The task: Transcribe exactly the lines from the one holding "Where can the white face" to the end of the data below, including both of those lines and no others.
>> Begin Material for this task
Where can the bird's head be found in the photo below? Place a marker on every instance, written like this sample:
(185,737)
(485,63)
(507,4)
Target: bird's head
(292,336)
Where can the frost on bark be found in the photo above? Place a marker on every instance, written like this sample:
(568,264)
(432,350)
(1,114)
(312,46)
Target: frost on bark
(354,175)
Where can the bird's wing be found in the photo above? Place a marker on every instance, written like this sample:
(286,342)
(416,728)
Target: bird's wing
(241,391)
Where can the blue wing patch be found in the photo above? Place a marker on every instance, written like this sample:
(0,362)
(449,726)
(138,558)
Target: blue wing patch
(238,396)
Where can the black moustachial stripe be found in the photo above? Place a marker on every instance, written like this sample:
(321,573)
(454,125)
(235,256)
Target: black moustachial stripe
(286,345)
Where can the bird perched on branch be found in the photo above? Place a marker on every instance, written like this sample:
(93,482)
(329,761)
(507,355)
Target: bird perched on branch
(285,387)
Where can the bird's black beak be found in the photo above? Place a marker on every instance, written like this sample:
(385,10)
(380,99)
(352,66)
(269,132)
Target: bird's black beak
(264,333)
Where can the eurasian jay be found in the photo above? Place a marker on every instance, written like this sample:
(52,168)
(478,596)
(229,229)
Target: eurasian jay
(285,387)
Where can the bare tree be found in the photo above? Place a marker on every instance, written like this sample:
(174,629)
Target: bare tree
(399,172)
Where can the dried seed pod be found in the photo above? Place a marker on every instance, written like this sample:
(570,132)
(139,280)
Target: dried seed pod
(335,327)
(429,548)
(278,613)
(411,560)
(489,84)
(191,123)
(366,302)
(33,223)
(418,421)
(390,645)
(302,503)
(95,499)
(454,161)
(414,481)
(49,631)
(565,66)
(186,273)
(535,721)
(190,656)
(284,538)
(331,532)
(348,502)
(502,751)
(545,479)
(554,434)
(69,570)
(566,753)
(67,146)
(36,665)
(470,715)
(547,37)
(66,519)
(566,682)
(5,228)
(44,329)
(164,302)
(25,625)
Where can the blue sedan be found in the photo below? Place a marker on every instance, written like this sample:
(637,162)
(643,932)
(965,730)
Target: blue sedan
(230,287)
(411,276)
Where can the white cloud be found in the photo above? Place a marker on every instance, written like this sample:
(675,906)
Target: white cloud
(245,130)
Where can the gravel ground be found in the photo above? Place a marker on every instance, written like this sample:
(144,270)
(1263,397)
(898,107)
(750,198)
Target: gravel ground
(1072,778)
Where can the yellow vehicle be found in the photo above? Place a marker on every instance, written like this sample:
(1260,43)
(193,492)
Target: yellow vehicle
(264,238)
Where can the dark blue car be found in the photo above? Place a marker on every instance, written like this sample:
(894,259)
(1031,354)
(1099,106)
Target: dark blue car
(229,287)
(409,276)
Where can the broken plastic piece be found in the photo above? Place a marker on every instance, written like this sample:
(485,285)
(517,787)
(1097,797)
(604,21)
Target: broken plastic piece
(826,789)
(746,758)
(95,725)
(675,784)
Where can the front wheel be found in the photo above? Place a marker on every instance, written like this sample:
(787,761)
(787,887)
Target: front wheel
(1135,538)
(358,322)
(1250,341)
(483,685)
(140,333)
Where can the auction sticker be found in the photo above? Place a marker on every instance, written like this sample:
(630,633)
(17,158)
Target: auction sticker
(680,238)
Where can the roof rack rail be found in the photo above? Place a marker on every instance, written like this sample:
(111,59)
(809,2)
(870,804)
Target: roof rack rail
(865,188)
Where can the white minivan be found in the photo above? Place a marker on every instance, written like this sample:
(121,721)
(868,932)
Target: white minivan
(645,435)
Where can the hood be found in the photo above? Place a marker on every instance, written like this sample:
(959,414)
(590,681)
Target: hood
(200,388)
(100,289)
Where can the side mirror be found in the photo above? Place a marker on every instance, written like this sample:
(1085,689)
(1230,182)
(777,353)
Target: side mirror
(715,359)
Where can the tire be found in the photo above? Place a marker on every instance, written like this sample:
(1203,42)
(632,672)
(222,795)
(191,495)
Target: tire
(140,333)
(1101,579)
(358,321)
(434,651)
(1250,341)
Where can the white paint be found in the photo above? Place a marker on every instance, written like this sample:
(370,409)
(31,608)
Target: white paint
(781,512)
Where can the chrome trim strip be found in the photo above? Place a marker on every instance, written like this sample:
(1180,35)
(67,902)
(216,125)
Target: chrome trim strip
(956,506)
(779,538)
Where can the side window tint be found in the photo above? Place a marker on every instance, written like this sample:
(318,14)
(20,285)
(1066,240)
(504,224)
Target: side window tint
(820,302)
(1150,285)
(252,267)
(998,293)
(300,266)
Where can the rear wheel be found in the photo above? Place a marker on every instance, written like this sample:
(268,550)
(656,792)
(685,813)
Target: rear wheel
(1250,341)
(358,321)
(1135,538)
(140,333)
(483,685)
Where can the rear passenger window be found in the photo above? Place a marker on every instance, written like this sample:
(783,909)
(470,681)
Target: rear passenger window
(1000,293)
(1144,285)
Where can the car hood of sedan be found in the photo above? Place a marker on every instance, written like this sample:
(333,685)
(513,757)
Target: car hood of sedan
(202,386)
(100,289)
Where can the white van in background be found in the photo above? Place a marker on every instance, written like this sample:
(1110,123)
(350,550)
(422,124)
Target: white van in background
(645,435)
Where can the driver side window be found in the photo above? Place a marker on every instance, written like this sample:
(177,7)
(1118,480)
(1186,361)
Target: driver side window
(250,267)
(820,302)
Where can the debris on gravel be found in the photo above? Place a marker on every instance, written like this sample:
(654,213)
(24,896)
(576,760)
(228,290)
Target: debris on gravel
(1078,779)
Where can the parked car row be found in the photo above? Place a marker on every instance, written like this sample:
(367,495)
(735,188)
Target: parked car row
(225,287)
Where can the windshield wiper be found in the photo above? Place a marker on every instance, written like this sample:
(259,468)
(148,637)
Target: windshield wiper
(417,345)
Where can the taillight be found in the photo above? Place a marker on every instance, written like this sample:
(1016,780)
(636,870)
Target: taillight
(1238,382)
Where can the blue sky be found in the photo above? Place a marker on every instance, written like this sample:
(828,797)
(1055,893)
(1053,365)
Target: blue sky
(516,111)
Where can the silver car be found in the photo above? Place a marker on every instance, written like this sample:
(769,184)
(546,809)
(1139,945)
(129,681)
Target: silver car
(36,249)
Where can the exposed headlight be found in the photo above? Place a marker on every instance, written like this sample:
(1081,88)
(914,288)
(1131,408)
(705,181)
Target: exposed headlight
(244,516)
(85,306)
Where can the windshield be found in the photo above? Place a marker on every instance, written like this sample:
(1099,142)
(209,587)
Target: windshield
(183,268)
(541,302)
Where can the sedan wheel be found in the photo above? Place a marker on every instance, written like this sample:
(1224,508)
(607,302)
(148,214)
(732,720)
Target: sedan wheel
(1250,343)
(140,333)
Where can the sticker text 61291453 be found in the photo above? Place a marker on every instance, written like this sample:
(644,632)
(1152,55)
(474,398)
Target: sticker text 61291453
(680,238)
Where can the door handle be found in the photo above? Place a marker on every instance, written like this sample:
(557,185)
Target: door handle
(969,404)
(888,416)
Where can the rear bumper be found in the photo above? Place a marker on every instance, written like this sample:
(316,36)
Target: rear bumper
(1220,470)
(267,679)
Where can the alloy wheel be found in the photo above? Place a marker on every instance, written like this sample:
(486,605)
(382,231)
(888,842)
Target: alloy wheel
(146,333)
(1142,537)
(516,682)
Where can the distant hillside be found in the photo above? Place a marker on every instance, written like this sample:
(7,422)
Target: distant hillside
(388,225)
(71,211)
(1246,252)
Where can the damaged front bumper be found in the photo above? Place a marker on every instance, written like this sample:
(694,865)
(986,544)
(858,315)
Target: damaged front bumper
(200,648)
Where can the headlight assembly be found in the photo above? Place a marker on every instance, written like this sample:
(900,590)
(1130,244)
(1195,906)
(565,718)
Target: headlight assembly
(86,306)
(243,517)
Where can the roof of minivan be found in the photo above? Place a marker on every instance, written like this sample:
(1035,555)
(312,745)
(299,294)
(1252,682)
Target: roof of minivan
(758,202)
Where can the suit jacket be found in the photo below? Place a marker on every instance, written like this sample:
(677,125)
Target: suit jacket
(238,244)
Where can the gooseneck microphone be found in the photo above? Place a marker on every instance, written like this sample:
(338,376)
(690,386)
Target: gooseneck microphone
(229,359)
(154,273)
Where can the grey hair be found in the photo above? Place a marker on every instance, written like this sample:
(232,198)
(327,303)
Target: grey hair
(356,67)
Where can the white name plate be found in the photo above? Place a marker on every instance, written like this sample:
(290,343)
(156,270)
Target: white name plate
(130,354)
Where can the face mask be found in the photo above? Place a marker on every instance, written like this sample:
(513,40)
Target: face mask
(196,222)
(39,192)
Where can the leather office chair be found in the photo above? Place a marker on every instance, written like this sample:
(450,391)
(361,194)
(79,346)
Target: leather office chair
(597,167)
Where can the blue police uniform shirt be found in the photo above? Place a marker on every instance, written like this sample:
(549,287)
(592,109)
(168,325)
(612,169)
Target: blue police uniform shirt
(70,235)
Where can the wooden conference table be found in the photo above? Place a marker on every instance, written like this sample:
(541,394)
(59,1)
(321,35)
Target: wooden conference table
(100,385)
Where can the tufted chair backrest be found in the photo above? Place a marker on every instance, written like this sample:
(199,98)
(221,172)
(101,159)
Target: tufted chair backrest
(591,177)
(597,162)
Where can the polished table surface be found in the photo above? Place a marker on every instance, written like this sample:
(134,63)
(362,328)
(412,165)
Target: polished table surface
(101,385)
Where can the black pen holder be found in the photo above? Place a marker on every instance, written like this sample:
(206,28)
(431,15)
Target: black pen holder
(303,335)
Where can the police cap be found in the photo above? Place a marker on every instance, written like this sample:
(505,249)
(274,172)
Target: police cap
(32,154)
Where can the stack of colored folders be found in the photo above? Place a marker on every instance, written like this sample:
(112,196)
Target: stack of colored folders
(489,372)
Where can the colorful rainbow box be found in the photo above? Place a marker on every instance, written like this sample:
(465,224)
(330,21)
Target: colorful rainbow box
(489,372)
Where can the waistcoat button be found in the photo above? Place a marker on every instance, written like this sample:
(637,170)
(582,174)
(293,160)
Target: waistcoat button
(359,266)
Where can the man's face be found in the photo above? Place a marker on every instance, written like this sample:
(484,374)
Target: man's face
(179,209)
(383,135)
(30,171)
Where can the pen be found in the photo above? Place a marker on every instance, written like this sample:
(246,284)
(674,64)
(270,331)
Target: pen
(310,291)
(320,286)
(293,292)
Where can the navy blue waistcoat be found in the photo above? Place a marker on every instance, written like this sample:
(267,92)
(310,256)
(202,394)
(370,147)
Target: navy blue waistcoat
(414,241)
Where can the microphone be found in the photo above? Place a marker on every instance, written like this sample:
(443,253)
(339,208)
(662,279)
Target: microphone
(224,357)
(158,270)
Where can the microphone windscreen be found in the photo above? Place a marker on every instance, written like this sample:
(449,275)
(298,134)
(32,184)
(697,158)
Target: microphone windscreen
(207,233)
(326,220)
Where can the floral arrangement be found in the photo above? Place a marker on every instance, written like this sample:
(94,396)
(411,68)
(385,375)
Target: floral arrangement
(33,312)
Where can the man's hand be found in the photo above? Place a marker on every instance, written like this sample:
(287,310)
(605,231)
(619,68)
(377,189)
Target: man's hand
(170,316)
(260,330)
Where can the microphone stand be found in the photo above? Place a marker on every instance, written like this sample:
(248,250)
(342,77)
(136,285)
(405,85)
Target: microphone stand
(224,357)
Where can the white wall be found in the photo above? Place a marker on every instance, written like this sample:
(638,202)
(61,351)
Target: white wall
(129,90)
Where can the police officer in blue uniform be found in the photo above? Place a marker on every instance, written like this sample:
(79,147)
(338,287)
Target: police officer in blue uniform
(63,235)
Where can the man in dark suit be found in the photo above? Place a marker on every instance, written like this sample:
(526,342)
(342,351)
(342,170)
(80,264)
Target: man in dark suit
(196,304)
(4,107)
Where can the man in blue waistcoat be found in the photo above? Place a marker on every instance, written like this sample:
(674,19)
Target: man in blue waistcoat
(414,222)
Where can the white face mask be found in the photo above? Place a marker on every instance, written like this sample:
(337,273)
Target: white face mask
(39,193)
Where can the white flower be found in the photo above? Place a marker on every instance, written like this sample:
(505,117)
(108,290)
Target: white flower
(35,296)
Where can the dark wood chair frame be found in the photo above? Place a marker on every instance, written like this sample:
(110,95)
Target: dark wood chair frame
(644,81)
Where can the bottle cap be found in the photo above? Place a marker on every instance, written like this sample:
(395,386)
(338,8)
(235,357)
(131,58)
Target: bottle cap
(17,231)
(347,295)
>> End Material for this task
Task output:
Where can the white face mask be found in the photo above? Place a marker on every instance, written like this sample:
(337,273)
Target: white face mask
(39,193)
Where can the white flower be found in the photo above? Place a marker on every instance, written like this sample:
(505,117)
(108,290)
Target: white flower
(35,296)
Where can the dark wood chair frame be found in the photo above? Place a marker on every instance, written like this sample:
(110,95)
Target: dark wood chair frame
(644,81)
Where can the bottle cap be found in the photo above? Place a marker on every instance, written like this sample:
(395,386)
(338,8)
(235,357)
(131,58)
Target: bottle cap
(17,231)
(347,295)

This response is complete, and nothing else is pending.